— Excerpt —
Second quarter GDP growth in the U.K. met "expectations" with a 0.6% gain over the first quarter and a 1.4% gain year-over-year. This is the first estimate and uses 44% of actual data.
The initial reaction was to sell the British pound (FXB). Presumably, expectations were high going into this report with a series of good economic data points in recent weeks, so meeting expectations triggered the obligatory contrary sell-off. However, the pound recovered all its losses in the U.S. trading session as the U.S. dollar fell across most major currency pairs.
The pound continues its bounce from the lows
In the chart above, note how GBP/USD has roughly held onto support around the 50-day moving average (DMA) since Monday's (July 22) important breakout. Normally, I would conclude that the runway is now clear for further gains, but the next Bank of England Inflation Report is coming in two weeks. Fresh memories remain of new governor Mark Carney's dovish talk after the last monetary policy decision where he called the rise in market rates at that time unwarranted by the economic data. The British pound sold-off sharply at that point (although the pound proceeded to recover quickly starting with a parry of dovishness from Federal Reserve Chairman Ben Bernanke). Expecting more of the same currency-contracting talk in the Inflation Report, I am guessing nervous traders will be reluctant to take the pound much higher from here. Moreover, new resistance from the 200DMA looms directly overhead.

— Goal 1 —
Translate into Spanish this sentence from the commentary on U.K. GDP and the pound: "The initial reaction was to sell the British pound (FXB)."
— Goal 2 —
Sum up the commentary on U.K. GDP and the pound in two sentences.
— Goal 3 —
Please extend the commentary on U.K. GDP and the pound, picking up after its last sentence.

— Material provided —

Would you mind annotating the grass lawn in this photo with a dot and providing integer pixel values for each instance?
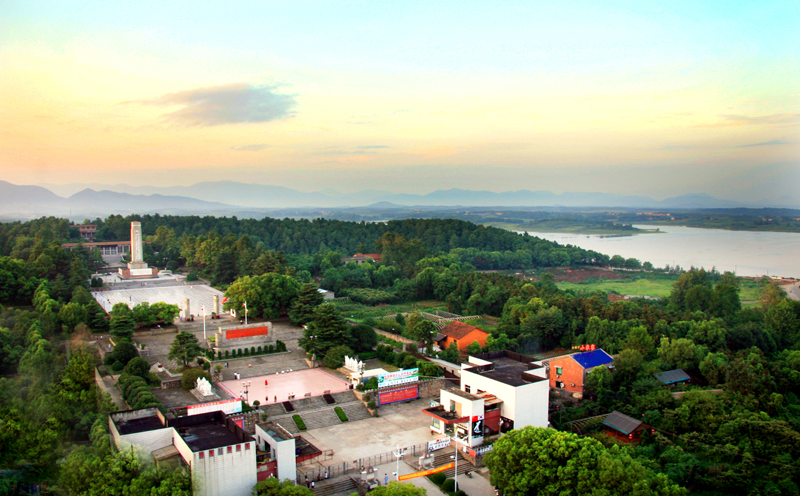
(360, 312)
(658, 288)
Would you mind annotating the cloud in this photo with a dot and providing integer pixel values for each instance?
(679, 147)
(747, 120)
(250, 148)
(767, 143)
(227, 104)
(342, 152)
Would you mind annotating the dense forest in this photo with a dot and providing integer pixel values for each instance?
(736, 430)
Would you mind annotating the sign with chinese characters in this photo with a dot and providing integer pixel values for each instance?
(440, 443)
(427, 472)
(396, 378)
(477, 429)
(397, 395)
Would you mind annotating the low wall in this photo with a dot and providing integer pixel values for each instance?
(431, 388)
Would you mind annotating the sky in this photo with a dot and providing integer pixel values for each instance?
(654, 98)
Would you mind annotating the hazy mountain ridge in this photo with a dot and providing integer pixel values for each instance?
(235, 198)
(238, 194)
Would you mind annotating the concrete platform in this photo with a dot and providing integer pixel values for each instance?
(312, 381)
(199, 296)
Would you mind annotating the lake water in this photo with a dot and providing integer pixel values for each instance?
(747, 253)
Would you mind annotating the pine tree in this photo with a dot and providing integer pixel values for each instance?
(185, 348)
(328, 329)
(308, 299)
(122, 321)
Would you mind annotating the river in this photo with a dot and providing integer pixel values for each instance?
(747, 253)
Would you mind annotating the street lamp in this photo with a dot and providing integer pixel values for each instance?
(455, 457)
(399, 455)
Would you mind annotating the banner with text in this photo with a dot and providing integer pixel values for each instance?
(427, 472)
(397, 378)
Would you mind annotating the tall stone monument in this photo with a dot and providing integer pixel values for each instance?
(137, 268)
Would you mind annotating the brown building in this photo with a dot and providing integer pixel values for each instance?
(86, 230)
(462, 335)
(569, 373)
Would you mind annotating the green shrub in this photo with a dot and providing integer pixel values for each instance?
(298, 421)
(340, 413)
(335, 356)
(190, 376)
(437, 478)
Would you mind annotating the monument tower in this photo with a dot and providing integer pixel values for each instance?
(137, 268)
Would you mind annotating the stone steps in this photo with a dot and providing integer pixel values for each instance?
(333, 487)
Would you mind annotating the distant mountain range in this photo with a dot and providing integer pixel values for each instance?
(234, 198)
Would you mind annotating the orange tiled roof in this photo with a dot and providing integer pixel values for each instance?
(458, 330)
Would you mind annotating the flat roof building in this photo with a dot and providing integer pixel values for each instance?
(499, 391)
(220, 456)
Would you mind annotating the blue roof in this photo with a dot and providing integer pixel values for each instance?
(591, 359)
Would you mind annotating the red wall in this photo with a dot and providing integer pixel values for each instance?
(571, 373)
(246, 333)
(467, 340)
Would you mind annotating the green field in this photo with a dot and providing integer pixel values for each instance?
(658, 288)
(655, 287)
(360, 312)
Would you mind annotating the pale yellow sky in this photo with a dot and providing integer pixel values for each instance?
(104, 97)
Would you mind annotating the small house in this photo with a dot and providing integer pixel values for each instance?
(461, 334)
(569, 373)
(623, 427)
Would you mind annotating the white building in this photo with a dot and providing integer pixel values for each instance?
(282, 448)
(499, 391)
(220, 456)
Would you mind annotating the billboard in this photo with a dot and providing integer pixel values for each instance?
(227, 406)
(396, 378)
(409, 393)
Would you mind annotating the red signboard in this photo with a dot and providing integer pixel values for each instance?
(246, 333)
(398, 395)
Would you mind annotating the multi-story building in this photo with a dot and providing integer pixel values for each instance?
(219, 455)
(499, 391)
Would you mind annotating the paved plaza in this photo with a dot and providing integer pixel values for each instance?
(301, 383)
(199, 295)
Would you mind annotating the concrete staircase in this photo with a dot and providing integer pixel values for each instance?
(442, 457)
(334, 487)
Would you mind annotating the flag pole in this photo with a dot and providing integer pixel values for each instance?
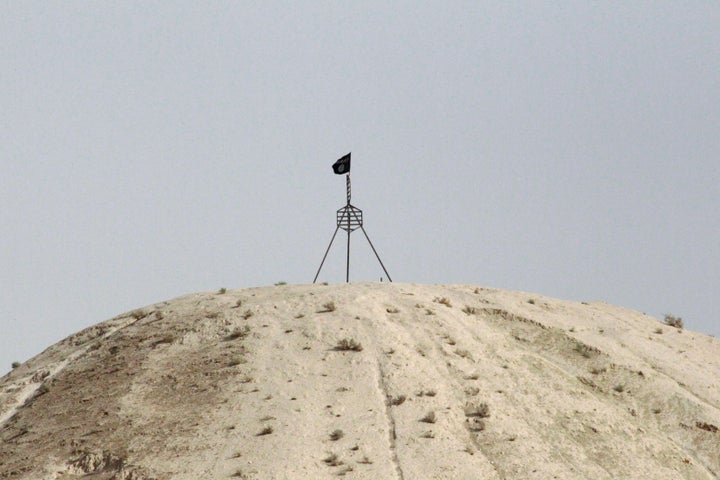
(347, 265)
(348, 218)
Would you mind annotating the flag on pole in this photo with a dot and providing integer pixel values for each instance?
(342, 166)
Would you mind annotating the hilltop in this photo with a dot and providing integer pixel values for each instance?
(367, 381)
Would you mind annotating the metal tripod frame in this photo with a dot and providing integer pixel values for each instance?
(349, 218)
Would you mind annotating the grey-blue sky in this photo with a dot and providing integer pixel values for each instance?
(152, 149)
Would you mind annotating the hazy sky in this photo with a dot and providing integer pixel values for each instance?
(153, 149)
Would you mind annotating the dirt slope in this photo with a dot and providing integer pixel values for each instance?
(433, 382)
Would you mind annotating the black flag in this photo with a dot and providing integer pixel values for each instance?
(342, 166)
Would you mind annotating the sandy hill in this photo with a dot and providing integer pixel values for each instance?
(367, 381)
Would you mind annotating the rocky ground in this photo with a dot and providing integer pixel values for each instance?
(367, 381)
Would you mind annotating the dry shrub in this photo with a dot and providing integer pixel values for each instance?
(429, 417)
(348, 344)
(481, 410)
(443, 300)
(328, 307)
(673, 321)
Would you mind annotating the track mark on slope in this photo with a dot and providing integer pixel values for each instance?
(36, 382)
(382, 386)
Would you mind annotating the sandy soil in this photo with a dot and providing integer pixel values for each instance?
(367, 381)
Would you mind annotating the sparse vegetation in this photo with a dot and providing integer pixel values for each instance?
(345, 471)
(443, 300)
(673, 321)
(583, 349)
(476, 424)
(471, 391)
(332, 460)
(327, 307)
(427, 393)
(235, 361)
(348, 344)
(481, 410)
(240, 332)
(463, 353)
(429, 417)
(708, 427)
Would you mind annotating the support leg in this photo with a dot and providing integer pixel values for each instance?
(325, 256)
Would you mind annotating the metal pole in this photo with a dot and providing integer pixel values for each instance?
(347, 267)
(326, 252)
(376, 255)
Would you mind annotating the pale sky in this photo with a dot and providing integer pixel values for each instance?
(155, 149)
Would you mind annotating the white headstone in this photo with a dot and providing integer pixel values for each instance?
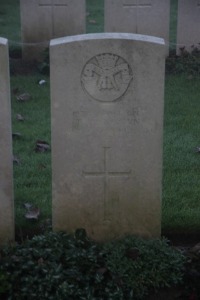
(6, 173)
(149, 17)
(42, 20)
(107, 122)
(188, 28)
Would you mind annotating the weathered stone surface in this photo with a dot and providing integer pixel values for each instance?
(6, 174)
(188, 27)
(107, 122)
(42, 20)
(149, 17)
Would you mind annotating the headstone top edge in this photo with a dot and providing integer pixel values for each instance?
(3, 41)
(111, 36)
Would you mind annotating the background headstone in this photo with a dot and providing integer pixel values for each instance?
(188, 27)
(42, 20)
(149, 17)
(107, 122)
(6, 173)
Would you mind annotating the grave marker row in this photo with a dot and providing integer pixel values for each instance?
(42, 20)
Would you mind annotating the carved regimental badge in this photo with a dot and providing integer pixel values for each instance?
(106, 77)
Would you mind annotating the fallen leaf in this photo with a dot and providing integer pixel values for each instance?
(19, 117)
(42, 146)
(32, 213)
(28, 205)
(16, 134)
(92, 21)
(40, 261)
(23, 97)
(15, 91)
(41, 82)
(197, 149)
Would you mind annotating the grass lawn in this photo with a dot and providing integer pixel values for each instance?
(32, 175)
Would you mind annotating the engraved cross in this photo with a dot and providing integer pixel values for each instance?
(53, 4)
(105, 175)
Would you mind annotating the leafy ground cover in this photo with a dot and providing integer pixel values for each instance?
(32, 165)
(60, 266)
(57, 265)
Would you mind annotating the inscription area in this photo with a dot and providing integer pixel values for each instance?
(53, 4)
(137, 3)
(106, 175)
(106, 77)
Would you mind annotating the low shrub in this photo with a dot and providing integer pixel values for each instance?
(61, 266)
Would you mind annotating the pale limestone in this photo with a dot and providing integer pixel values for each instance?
(149, 17)
(107, 127)
(42, 20)
(6, 172)
(188, 27)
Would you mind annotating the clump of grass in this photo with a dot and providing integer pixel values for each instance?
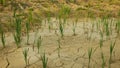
(27, 29)
(2, 37)
(61, 29)
(118, 27)
(44, 60)
(3, 2)
(39, 43)
(35, 36)
(25, 54)
(48, 20)
(112, 46)
(17, 34)
(101, 39)
(103, 60)
(74, 26)
(89, 56)
(59, 47)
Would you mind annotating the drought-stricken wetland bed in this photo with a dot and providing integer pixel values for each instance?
(87, 45)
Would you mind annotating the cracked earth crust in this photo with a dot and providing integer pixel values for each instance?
(73, 52)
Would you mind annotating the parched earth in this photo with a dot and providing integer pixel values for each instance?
(73, 51)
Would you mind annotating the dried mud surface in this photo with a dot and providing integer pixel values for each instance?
(73, 52)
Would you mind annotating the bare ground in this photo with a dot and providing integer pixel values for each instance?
(73, 52)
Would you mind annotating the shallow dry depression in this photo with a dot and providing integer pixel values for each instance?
(73, 52)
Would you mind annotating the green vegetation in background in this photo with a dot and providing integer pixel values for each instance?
(3, 2)
(44, 60)
(25, 54)
(17, 34)
(2, 37)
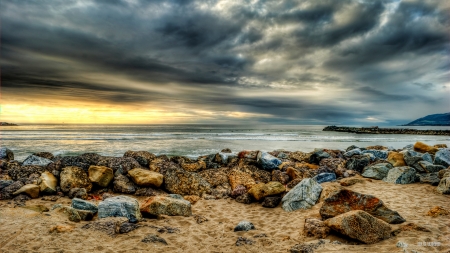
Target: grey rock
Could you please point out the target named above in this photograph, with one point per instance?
(244, 226)
(377, 171)
(267, 161)
(304, 195)
(401, 175)
(119, 206)
(324, 177)
(380, 154)
(36, 160)
(81, 204)
(442, 157)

— Written reply 1 —
La reacción inicial fue vender la libra esterlina (FXB).

— Written reply 2 —
U.K. second-quarter GDP grew 0.6% over the first quarter and 1.4% year-over-year, meeting expectations, and the pound sold off at first but recovered all its losses in the U.S. session as the dollar fell. GBP/USD has roughly held support near its 50-day moving average, but the writer expects nervous traders to hesitate before the coming Bank of England Inflation Report, given Mark Carney's earlier dovish talk, with resistance from the 200-day moving average directly overhead.

— Written reply 3 —
Regardless, I am sticking to the bullish call on the pound versus the U.S. dollar and will wait out what should be a rocky runway approaching the Inflation Report. If the pound can rumble through mostly intact, I think there is a strong possibility for take-off and a fresh rally against the U.S. dollar. The coming volatility should provide plenty of short-term trading opportunities, up or down, on the pound across major currency pairs. If needed, I prefer most to hedge using the Japanese yen (GBP/JPY) or even the Australian dollar (GBP/AUD). (More on the Australian dollar in a future post).
The most intriguing pair is the euro (FXE) versus the pound (EUR/GBP).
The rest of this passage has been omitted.